-- Stored data entries --
────────────────────

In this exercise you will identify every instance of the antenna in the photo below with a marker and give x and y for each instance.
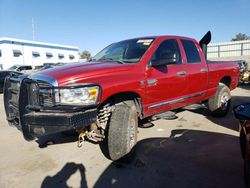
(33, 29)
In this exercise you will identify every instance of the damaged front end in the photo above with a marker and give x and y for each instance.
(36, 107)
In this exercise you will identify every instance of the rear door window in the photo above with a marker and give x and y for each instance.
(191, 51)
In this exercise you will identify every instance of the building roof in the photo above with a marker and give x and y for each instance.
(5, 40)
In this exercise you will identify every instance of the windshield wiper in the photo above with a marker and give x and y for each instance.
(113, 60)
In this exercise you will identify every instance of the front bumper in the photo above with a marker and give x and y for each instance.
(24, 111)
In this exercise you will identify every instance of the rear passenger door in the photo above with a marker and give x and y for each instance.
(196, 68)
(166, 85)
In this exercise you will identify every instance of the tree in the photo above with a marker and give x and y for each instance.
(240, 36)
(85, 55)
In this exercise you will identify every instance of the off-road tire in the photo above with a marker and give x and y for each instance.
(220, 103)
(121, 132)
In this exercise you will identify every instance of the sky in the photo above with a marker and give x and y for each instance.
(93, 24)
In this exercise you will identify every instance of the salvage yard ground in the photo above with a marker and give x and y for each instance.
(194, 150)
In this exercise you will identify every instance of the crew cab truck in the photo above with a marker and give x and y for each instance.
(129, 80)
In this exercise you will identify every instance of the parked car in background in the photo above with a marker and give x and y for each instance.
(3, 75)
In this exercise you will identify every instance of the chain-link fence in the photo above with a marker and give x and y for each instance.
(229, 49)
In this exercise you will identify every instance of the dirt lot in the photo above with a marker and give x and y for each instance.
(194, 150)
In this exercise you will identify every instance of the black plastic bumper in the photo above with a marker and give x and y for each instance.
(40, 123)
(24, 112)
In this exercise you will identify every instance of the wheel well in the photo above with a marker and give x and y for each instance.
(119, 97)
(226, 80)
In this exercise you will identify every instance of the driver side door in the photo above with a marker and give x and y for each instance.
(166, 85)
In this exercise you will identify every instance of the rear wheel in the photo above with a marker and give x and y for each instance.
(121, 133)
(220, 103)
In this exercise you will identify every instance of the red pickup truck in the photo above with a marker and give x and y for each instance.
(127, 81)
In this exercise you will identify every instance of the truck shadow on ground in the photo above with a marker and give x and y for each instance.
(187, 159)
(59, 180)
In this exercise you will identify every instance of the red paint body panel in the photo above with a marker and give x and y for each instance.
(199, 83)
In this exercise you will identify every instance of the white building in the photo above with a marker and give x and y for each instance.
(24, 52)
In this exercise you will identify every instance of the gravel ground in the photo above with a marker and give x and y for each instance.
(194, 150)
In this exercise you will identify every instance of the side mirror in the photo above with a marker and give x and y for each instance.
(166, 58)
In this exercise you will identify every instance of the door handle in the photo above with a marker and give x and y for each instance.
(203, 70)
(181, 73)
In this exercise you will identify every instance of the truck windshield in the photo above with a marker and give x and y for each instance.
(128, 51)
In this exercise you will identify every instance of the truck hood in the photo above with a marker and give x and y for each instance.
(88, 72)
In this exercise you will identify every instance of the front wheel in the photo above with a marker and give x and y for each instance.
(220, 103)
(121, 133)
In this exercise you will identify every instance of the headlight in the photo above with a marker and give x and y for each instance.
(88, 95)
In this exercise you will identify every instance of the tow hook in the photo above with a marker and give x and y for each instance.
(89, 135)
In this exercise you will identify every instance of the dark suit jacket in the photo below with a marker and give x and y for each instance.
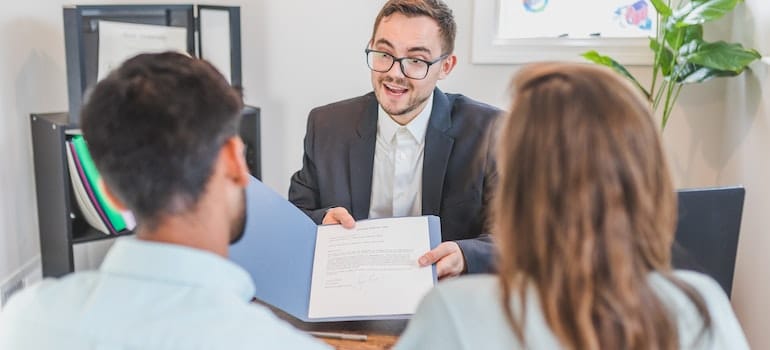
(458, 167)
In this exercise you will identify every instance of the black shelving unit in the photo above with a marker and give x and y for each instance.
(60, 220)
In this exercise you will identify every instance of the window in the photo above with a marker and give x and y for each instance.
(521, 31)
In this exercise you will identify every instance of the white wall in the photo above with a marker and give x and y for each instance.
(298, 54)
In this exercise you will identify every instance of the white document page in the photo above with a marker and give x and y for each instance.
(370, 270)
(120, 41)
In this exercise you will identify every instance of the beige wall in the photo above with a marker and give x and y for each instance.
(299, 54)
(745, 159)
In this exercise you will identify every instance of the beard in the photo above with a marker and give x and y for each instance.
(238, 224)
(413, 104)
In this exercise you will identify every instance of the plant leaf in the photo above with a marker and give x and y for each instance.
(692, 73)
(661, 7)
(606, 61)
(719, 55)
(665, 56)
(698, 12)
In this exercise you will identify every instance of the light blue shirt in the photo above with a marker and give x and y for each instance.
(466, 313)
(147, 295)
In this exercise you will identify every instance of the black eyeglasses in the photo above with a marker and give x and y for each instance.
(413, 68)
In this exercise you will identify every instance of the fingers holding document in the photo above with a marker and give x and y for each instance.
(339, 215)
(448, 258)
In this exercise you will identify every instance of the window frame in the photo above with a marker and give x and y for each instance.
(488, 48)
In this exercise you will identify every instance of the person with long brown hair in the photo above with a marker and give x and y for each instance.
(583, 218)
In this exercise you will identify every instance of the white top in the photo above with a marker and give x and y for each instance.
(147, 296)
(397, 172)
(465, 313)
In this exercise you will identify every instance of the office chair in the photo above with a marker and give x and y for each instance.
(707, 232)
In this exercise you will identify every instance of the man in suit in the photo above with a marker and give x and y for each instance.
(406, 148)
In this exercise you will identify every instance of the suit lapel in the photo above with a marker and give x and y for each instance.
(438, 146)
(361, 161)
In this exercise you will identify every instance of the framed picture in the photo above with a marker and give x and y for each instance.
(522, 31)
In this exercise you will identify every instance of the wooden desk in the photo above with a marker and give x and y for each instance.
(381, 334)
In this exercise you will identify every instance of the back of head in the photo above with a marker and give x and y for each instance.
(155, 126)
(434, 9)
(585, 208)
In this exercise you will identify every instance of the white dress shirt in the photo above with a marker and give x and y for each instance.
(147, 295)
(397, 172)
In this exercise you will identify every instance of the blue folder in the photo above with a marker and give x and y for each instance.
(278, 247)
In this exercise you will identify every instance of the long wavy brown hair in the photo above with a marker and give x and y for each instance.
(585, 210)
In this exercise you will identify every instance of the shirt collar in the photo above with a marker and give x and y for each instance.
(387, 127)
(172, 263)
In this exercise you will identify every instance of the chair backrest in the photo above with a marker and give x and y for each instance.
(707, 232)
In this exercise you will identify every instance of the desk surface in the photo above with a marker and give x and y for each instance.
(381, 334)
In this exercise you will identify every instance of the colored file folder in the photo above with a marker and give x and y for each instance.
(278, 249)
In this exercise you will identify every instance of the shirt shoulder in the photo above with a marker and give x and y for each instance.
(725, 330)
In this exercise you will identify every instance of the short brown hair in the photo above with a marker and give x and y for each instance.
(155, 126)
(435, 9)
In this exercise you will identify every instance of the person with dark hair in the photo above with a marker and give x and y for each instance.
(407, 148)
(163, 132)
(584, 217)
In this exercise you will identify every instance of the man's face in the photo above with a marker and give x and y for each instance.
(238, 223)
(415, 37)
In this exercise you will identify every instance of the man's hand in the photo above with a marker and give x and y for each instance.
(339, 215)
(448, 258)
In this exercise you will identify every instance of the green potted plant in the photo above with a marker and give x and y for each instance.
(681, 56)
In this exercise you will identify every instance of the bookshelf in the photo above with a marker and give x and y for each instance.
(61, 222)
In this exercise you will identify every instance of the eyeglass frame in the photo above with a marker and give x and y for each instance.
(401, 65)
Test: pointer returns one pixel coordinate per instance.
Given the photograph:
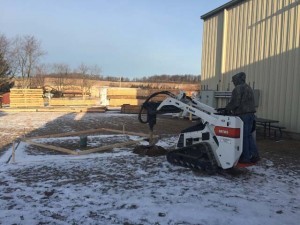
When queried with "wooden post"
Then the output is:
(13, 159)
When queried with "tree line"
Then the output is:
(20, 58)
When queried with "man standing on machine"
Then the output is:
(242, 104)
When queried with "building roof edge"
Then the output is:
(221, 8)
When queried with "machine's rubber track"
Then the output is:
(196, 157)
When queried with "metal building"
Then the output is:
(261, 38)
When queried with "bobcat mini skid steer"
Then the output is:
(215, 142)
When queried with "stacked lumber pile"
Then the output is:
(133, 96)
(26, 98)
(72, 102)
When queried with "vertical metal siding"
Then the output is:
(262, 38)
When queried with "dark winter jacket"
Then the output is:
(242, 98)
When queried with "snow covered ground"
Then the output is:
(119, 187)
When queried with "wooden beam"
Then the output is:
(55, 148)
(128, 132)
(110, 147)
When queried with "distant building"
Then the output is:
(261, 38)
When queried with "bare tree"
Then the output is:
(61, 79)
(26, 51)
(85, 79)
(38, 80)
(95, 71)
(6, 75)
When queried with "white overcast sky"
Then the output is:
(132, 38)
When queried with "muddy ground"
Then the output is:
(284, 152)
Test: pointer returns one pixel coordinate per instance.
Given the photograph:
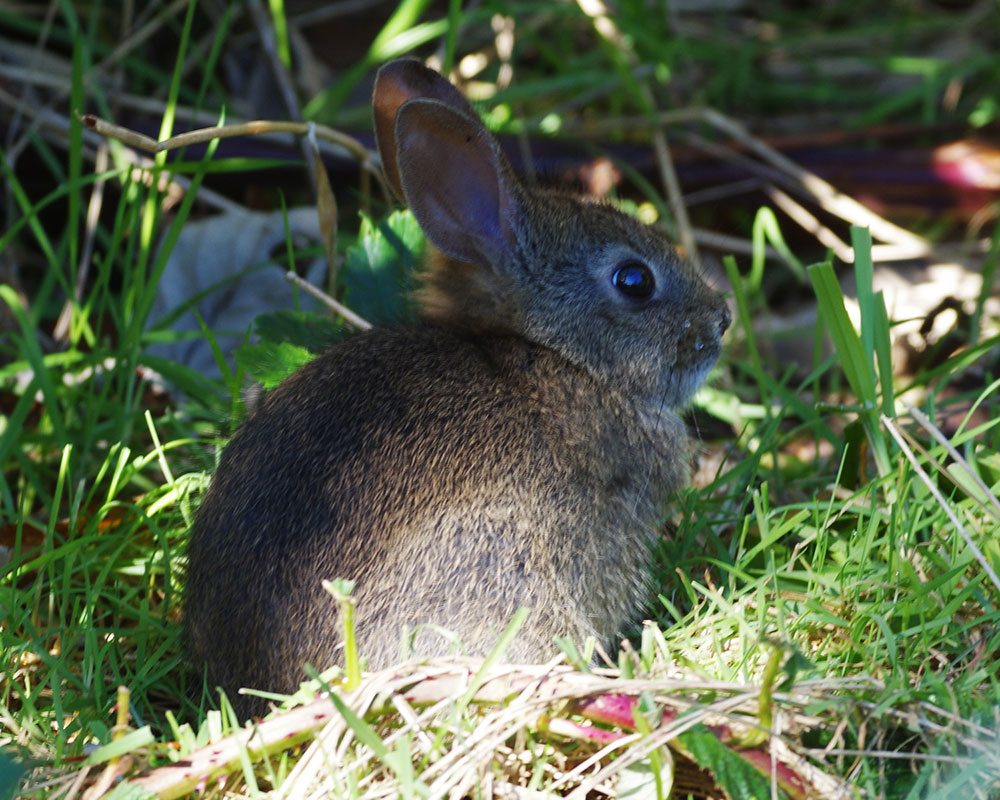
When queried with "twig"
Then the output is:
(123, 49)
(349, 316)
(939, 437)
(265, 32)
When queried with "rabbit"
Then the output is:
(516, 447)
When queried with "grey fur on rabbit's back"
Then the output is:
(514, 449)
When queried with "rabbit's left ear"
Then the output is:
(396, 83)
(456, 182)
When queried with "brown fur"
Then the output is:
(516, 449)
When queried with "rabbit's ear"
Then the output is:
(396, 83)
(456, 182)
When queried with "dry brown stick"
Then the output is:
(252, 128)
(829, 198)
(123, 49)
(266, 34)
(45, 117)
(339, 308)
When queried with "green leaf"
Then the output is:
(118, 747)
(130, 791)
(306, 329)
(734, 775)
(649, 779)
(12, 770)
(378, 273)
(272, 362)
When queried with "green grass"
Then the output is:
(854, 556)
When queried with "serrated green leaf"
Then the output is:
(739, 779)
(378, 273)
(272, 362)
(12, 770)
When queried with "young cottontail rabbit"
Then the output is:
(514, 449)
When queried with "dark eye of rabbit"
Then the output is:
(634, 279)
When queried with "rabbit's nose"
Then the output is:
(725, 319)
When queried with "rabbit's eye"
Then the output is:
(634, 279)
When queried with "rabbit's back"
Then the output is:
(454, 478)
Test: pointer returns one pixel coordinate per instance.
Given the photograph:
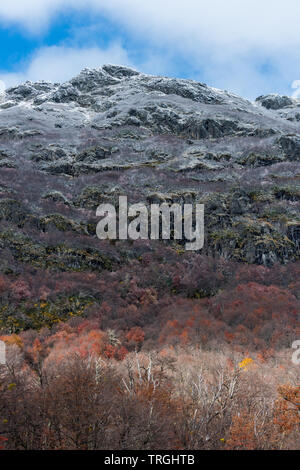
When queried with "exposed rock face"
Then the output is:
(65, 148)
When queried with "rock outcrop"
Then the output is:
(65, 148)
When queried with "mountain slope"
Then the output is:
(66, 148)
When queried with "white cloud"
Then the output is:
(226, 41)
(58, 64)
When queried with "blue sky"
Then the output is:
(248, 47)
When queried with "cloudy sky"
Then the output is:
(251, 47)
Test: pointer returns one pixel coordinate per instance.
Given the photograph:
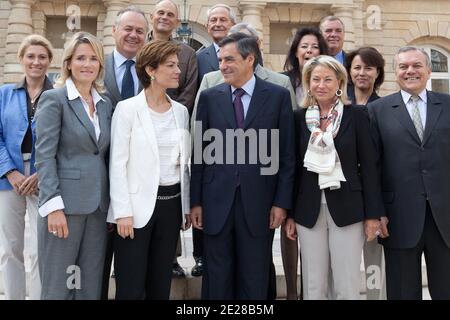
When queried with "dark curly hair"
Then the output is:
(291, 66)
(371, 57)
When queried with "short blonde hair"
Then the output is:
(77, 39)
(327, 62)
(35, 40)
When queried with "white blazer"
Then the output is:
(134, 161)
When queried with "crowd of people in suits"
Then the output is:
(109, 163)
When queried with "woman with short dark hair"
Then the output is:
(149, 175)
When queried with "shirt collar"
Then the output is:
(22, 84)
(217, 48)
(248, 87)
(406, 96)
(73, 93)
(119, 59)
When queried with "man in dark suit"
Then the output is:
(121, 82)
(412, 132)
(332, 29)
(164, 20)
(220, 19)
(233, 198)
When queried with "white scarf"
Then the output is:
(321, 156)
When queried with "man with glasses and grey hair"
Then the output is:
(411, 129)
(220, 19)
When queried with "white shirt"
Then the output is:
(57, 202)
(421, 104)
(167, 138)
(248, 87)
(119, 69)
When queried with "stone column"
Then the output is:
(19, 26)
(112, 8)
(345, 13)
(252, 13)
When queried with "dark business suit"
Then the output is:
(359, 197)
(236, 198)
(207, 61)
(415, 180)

────────────────────

-- Task to complete --
In the lines above, spot each one that contains the word "metal" and copy it.

-- Final answer --
When queried with "metal building"
When queried with "vertical metal siding"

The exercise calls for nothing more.